- [Exercise description] The records are to be repeated in full. Every line must match.

- [Dataset records]
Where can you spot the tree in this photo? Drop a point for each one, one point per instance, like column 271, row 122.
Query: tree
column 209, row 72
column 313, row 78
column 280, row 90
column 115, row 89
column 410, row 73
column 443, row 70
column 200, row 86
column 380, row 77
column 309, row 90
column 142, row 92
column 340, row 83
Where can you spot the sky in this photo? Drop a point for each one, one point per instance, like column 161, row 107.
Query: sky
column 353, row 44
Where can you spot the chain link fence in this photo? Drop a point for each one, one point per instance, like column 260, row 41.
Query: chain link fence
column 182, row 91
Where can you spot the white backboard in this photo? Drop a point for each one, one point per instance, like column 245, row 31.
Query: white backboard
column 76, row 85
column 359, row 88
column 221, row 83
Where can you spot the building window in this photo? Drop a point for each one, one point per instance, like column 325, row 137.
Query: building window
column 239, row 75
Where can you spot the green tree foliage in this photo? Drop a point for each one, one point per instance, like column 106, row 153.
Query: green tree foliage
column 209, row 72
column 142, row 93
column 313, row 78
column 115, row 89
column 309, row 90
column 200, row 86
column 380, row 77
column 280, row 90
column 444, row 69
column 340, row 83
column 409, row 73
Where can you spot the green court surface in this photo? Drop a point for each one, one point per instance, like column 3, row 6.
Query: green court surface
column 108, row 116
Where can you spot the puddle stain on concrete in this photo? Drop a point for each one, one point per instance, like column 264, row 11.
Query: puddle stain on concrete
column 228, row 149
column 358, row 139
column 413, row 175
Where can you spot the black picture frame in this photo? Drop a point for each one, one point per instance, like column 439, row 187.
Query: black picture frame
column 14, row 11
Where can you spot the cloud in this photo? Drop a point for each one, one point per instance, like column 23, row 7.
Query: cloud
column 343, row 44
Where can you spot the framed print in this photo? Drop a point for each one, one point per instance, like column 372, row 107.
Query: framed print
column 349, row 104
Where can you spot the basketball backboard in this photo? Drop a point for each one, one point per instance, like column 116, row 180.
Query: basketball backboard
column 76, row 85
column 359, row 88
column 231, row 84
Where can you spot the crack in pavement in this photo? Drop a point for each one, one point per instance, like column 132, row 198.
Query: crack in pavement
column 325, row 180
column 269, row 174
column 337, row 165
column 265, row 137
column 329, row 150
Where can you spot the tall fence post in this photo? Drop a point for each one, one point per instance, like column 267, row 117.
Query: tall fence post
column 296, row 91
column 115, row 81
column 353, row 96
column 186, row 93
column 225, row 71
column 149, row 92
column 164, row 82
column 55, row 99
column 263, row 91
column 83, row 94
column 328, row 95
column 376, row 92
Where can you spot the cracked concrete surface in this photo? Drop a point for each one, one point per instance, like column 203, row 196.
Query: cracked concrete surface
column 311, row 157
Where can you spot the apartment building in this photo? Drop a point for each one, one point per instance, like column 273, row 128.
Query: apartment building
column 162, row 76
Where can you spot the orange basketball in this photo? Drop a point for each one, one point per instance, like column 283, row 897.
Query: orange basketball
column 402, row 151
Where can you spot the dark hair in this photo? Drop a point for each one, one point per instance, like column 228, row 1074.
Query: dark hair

- [Solved exercise]
Where can you spot the tree in this photo? Drop a point for each one, one point per instance, like column 271, row 122.
Query: tree
column 209, row 72
column 313, row 78
column 280, row 90
column 115, row 89
column 410, row 73
column 443, row 70
column 200, row 86
column 380, row 77
column 309, row 90
column 142, row 92
column 340, row 83
Where can you spot the sky in this photo? Drop a point for each one, one point per instance, like column 161, row 107.
Query: sky
column 353, row 44
Where can you spot the chain link fence in this photo? Drop a point for each one, one point per instance, like column 260, row 41.
Query: chain link fence
column 182, row 91
Where can you spot the white backboard in this photo? Drop a point for each one, one point per instance, like column 245, row 31.
Query: white backboard
column 76, row 85
column 359, row 88
column 221, row 83
Where can you spot the building window in this photo? Drop a point for each one, one point per instance, like column 325, row 137.
Query: building window
column 239, row 75
Where can you spot the green tree foliage in this photo? Drop a point for each one, one point per instance, like column 106, row 153.
Query: green tree foliage
column 209, row 72
column 142, row 93
column 313, row 78
column 115, row 89
column 309, row 90
column 200, row 86
column 380, row 77
column 280, row 90
column 444, row 69
column 340, row 83
column 409, row 73
Where can you spot the green court surface in this photo? Drop a point for each one, one point per instance, like column 3, row 6.
Query: green court surface
column 108, row 116
Where can you spot the puddle stain on concrete in this photo? Drop a point for each one, one point per instance, like column 264, row 11.
Query: puddle stain on concrete
column 228, row 149
column 358, row 139
column 413, row 175
Where can you spot the black picture frame in this photo? Drop a point for each one, one point per instance, like column 439, row 187.
Query: black picture frame
column 14, row 11
Where can you spot the cloud in this photo? Drop a point for each one, one point per instance, like column 23, row 7.
Query: cloud
column 343, row 44
Where can you spot the framed print in this photo? Drop a point for each one, one point per instance, like column 372, row 107.
Query: framed print
column 349, row 104
Where can you spot the basketball backboard in this photo? Drop a point for each one, one point per instance, like column 116, row 180.
Query: basketball backboard
column 76, row 85
column 359, row 88
column 231, row 84
Where can you spot the crack in pavement in this photo? Drop a point for each one, one point per instance, like column 132, row 198.
Query: crack in pavement
column 325, row 180
column 269, row 174
column 337, row 165
column 265, row 137
column 329, row 150
Where can you spot the tall fence post in this photo? Drop a point for each one, one point per instance, like column 267, row 117.
Query: tall fence post
column 296, row 91
column 115, row 81
column 353, row 96
column 186, row 93
column 225, row 71
column 149, row 92
column 164, row 82
column 55, row 99
column 263, row 91
column 83, row 94
column 328, row 95
column 376, row 92
Where can you spot the cracked concrete surface in this photo? Drop a point for each one, one point per instance, like column 203, row 196.
Query: cracked concrete surface
column 311, row 157
Where can you spot the apartment building in this photo? Drop a point for each one, one point per instance, like column 273, row 128.
Query: apartment building
column 162, row 76
Where can you spot the orange basketball in this photo? Drop a point for each one, one point per instance, like column 283, row 897.
Query: orange basketball
column 402, row 151
Where can you spot the dark hair in this photo? Drop a point for each one, one point per instance, like column 228, row 1074.
Query: dark hair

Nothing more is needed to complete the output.